[DIRECTION]:
Retype the items below exactly, starting with the line that contains "Practice step: pin every instance of the dry" and continuing through the last line of the items.
'''
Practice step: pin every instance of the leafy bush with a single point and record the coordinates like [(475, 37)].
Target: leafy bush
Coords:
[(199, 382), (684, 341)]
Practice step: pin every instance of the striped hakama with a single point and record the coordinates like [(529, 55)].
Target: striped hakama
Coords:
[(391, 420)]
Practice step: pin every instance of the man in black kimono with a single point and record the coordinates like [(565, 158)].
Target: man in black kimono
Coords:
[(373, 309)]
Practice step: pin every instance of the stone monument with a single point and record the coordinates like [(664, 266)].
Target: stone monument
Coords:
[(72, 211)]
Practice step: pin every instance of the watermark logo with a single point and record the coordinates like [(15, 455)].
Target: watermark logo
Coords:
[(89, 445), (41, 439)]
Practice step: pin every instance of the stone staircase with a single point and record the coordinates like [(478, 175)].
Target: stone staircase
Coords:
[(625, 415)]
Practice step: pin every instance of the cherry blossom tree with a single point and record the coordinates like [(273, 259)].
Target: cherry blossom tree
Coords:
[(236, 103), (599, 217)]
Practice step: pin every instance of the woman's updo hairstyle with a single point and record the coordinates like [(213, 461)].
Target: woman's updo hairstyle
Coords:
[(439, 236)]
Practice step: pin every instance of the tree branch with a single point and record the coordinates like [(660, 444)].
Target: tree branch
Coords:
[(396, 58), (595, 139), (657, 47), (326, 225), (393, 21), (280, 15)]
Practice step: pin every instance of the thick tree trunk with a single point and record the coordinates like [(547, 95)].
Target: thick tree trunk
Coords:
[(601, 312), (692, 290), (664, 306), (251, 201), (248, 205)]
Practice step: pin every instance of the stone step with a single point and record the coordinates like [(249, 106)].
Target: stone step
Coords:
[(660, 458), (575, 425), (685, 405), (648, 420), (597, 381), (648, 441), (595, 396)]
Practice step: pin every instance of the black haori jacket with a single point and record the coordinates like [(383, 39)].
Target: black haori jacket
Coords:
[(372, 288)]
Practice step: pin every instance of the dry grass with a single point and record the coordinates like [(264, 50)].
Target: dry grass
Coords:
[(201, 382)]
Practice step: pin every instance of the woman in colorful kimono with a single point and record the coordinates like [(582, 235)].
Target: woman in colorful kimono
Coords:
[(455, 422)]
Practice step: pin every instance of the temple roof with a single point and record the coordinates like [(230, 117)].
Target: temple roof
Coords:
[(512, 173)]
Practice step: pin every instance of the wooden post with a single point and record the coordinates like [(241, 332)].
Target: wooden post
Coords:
'''
[TASK RESULT]:
Practice step: pin every instance of the dry grass with a single point and record the coordinates like [(264, 50)].
Target: dry grass
Coords:
[(201, 382)]
Practice step: pin every instance of the woman in colorful kimono with a single point and record the coordinates like [(582, 235)].
Target: woman in colorful kimono
Coords:
[(455, 422)]
Practice step: pin every instance of the temple roof with a single point and record the coordinates like [(230, 117)].
Target: temple roof
Coords:
[(512, 173)]
Practice step: pin every instance of the wooden post with a single point and record the coordinates like [(241, 332)].
Target: wooden post
Coords:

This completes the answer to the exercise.